SELECTED TEXT
+--

The formation of the lip and palate is a complex and delicate process in craniofacial development, requiring the careful joining of tissues from two opposite sides of the mouth. Cleft lip/palate (CL/P) — in which the lip and palate have failed to close — affects up to 0.2% of live births, with most instances occurring in families with no history of the disease. However, 30% of cases occur as part of single-gene syndromes. Understanding the genetics behind this class of common birth disorder has not been easy, but the recent identification of two loci, one for CL/P and the other for isolated cleft palate (CP), has provided clues to the developmental defects that underlie these malformations. The importance of these studies is underscored by the finding that mutations at the same locus could be responsible for both the inherited and sporadic forms of CL/P, indicating a model that could lead to the identification of genes for other common, complex birth defects.

In the first of two studies, Claire Braybrook and co-workers went in search of the causative locus for a specific subclass of CP — cleft palate with ankyloglossia (CPX) — which is inherited as a semi-dominant X-linked disorder. The locus was delimited to a region of Xq21; of the three plausible transcripts within the candidate interval, only one, the conserved TBX22 (T-box 22) gene, was mutated in affected males from an Icelandic family. Mutations in TBX22 — missense, nonsense, splice site and frameshift — were also observed in individuals with CPX from five other families of different ethnic backgrounds, and are predicted to cause a complete loss of function of TBX22. This mutation distribution, the expression of TBX22 in the palate and the involvement of T-box family genes in early development, make TBX22 a likely determinant in palate morphogenesis.

+--

MATERIAL SHOWN
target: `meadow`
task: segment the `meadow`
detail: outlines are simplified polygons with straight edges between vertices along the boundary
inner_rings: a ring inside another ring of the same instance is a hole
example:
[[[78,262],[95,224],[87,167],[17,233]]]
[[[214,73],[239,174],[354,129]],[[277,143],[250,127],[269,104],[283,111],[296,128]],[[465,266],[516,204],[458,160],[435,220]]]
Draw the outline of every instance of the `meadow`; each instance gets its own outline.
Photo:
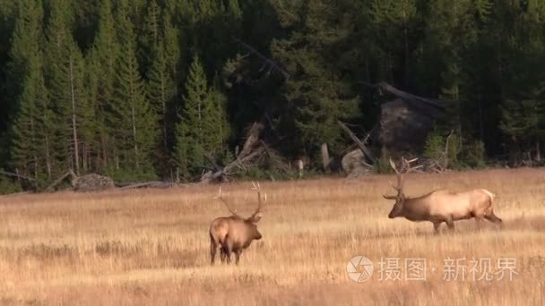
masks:
[[[213,199],[217,185],[0,197],[0,304],[545,301],[543,169],[407,174],[408,196],[477,187],[497,194],[501,229],[487,222],[479,230],[471,219],[456,222],[454,232],[443,224],[439,234],[429,222],[387,217],[393,201],[382,195],[393,192],[394,180],[262,182],[267,193],[258,224],[263,239],[242,254],[238,266],[222,265],[219,256],[210,265],[208,226],[229,215]],[[222,186],[239,214],[253,212],[257,198],[249,182]],[[355,256],[373,262],[369,279],[357,282],[347,274]],[[420,266],[408,264],[417,261]]]

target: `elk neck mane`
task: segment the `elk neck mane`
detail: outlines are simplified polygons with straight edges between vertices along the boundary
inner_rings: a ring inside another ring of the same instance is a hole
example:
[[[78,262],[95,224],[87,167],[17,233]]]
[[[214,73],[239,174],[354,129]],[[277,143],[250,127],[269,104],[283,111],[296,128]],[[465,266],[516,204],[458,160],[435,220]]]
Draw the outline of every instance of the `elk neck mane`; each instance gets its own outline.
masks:
[[[428,198],[430,195],[432,195],[433,193],[436,193],[436,192],[438,192],[438,191],[447,191],[448,192],[448,191],[446,189],[440,188],[440,189],[436,189],[434,191],[429,191],[428,193],[424,193],[424,194],[417,196],[417,197],[406,197],[406,199],[410,200],[422,200],[422,199]]]

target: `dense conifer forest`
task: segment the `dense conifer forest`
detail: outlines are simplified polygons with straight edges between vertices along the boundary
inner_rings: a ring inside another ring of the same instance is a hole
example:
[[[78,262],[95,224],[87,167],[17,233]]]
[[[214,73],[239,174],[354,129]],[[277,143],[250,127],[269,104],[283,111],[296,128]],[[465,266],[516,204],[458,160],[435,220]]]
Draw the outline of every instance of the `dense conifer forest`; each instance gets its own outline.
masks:
[[[264,122],[320,171],[323,143],[352,145],[338,121],[376,124],[381,81],[456,101],[425,154],[454,131],[460,166],[536,161],[544,76],[540,0],[0,0],[0,170],[191,182]]]

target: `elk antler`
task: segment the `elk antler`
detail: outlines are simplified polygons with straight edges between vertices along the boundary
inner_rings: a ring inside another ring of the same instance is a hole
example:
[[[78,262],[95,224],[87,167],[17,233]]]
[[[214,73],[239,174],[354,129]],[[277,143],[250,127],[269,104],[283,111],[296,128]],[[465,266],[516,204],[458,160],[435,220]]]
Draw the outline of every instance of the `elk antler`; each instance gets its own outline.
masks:
[[[422,165],[417,166],[411,166],[411,163],[413,163],[417,160],[418,158],[407,160],[405,159],[405,157],[402,157],[402,168],[398,170],[397,166],[395,166],[395,163],[394,163],[392,158],[390,158],[390,166],[392,166],[392,168],[394,169],[394,171],[395,172],[395,175],[397,176],[397,185],[394,185],[392,183],[390,183],[390,184],[395,191],[397,191],[398,194],[402,194],[403,191],[403,174],[422,166]]]
[[[214,199],[218,199],[221,202],[223,202],[223,204],[225,204],[225,207],[227,208],[227,209],[229,209],[229,211],[231,213],[231,215],[238,216],[238,214],[237,214],[237,209],[235,209],[235,210],[231,209],[231,208],[227,203],[227,200],[221,195],[221,187],[220,187],[220,191],[218,192],[218,195],[214,197]]]
[[[249,217],[249,219],[255,219],[255,220],[259,220],[259,218],[261,218],[261,217],[259,216],[261,214],[261,208],[262,208],[262,202],[261,202],[261,186],[259,185],[259,183],[255,183],[255,182],[252,182],[252,185],[254,185],[254,188],[252,188],[252,190],[255,190],[255,191],[257,191],[257,208],[255,209],[255,212],[254,212],[254,214]],[[267,194],[265,193],[265,201],[267,200]]]

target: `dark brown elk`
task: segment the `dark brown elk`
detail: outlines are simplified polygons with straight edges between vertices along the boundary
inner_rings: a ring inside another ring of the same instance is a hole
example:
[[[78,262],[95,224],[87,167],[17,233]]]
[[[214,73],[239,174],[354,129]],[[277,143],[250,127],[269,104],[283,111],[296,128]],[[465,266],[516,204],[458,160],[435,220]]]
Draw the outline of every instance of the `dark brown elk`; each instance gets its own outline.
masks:
[[[454,221],[475,218],[480,227],[483,219],[501,226],[502,220],[494,215],[493,200],[495,195],[485,189],[473,189],[463,192],[447,190],[437,190],[428,194],[408,198],[403,192],[403,174],[420,166],[411,167],[411,163],[416,160],[406,160],[402,157],[402,166],[398,169],[390,159],[390,165],[397,176],[397,185],[392,187],[396,195],[384,195],[385,199],[394,200],[394,208],[389,218],[405,217],[414,222],[429,221],[433,224],[435,233],[438,233],[441,223],[448,228],[454,229]]]
[[[257,191],[257,208],[249,217],[242,217],[236,210],[230,208],[225,199],[221,196],[221,190],[216,199],[221,200],[227,207],[231,216],[221,217],[210,225],[210,256],[211,265],[214,264],[218,247],[221,262],[230,263],[231,253],[235,253],[236,264],[238,265],[242,251],[248,248],[254,240],[260,240],[261,234],[257,230],[257,223],[261,220],[261,188],[254,183],[254,190]],[[266,200],[266,195],[265,195]]]

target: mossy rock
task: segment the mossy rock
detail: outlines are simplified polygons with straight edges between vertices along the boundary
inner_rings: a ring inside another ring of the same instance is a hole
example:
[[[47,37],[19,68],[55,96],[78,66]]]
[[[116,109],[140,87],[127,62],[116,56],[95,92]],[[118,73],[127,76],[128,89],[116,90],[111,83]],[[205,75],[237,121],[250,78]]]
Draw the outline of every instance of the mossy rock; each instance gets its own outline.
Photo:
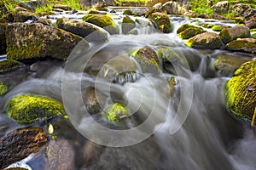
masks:
[[[183,31],[180,32],[178,34],[178,37],[182,39],[189,39],[203,32],[206,32],[206,31],[204,31],[201,27],[189,27],[184,30]]]
[[[40,23],[9,25],[6,39],[7,58],[28,63],[47,59],[66,60],[79,42],[84,51],[89,48],[81,37]]]
[[[219,71],[222,76],[232,76],[243,63],[251,60],[250,58],[242,56],[234,56],[234,54],[218,54],[214,61],[214,68]]]
[[[219,32],[219,37],[224,43],[228,43],[237,38],[250,37],[250,29],[242,26],[224,28]]]
[[[136,27],[136,23],[129,16],[125,16],[122,20],[122,32],[123,34],[128,34],[128,32]]]
[[[219,36],[213,32],[204,32],[190,37],[185,42],[190,48],[217,49],[223,46]]]
[[[226,48],[231,51],[244,51],[247,53],[256,53],[256,39],[240,38],[229,42]]]
[[[227,82],[226,105],[239,119],[251,122],[256,107],[256,61],[244,63]]]
[[[148,19],[156,23],[159,29],[164,33],[170,33],[172,31],[172,25],[169,16],[164,13],[153,13],[148,16]]]
[[[118,34],[119,32],[114,20],[107,14],[88,14],[83,17],[83,20],[105,29],[109,34]]]
[[[21,124],[36,122],[65,113],[60,102],[32,94],[20,94],[10,99],[7,111],[11,118]]]
[[[8,59],[0,61],[0,73],[8,72],[23,67],[24,65],[19,61]]]
[[[89,42],[108,42],[109,33],[93,24],[70,19],[58,19],[55,23],[58,28],[72,32]]]
[[[9,85],[0,82],[0,96],[5,94],[9,90]]]
[[[119,122],[130,116],[130,110],[119,103],[110,105],[104,112],[105,116],[110,122]]]

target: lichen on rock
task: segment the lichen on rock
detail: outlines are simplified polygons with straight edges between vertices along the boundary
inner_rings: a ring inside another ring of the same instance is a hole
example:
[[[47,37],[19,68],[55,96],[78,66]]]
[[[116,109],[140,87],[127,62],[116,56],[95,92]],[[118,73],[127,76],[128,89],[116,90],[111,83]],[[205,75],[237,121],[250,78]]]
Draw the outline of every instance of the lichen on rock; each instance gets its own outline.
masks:
[[[48,97],[19,94],[7,104],[8,115],[19,123],[32,123],[65,114],[62,105]]]

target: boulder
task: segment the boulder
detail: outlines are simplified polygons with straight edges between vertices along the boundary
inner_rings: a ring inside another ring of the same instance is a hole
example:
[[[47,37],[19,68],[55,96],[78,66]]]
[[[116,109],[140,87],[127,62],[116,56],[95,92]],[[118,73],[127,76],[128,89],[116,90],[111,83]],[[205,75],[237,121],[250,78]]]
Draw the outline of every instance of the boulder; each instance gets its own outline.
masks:
[[[169,16],[164,13],[153,13],[148,16],[148,19],[156,23],[159,29],[164,33],[170,33],[172,31],[172,25]]]
[[[39,95],[20,94],[9,99],[7,104],[7,112],[19,123],[27,124],[64,114],[65,110],[62,105],[53,99]]]
[[[46,59],[66,60],[73,48],[88,42],[81,37],[40,23],[17,23],[7,28],[7,58],[23,62]]]
[[[190,48],[218,49],[223,46],[219,36],[213,32],[198,34],[185,42]]]
[[[239,38],[226,44],[226,48],[231,51],[244,51],[248,53],[256,53],[256,39]]]
[[[6,28],[7,23],[0,23],[0,55],[6,54]]]
[[[251,123],[256,107],[255,68],[255,60],[244,63],[225,87],[226,105],[230,114]]]
[[[237,56],[230,54],[220,54],[214,61],[214,68],[222,76],[230,76],[243,63],[250,61],[251,58]]]
[[[47,141],[46,133],[40,128],[14,130],[0,139],[0,168],[37,153]]]
[[[215,5],[212,6],[211,8],[212,8],[214,13],[216,14],[228,13],[229,2],[228,1],[218,2]]]
[[[17,70],[23,67],[24,65],[19,61],[8,59],[0,61],[0,73],[4,73],[11,71]]]
[[[219,37],[224,43],[228,43],[239,37],[250,37],[250,29],[247,26],[236,26],[232,28],[223,29],[219,32]]]
[[[56,20],[56,26],[84,37],[84,39],[89,42],[108,42],[109,38],[109,33],[107,31],[84,21],[58,19]]]
[[[88,14],[83,17],[83,20],[100,26],[110,34],[118,34],[119,32],[114,20],[107,14]]]
[[[136,22],[129,16],[125,16],[122,20],[121,27],[123,34],[128,34],[131,30],[136,27]]]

+--

According to the text on cleft lip and palate genetics, which gene was mutated in affected males from an Icelandic family?

RESPONSE
TBX22 (T-box 22)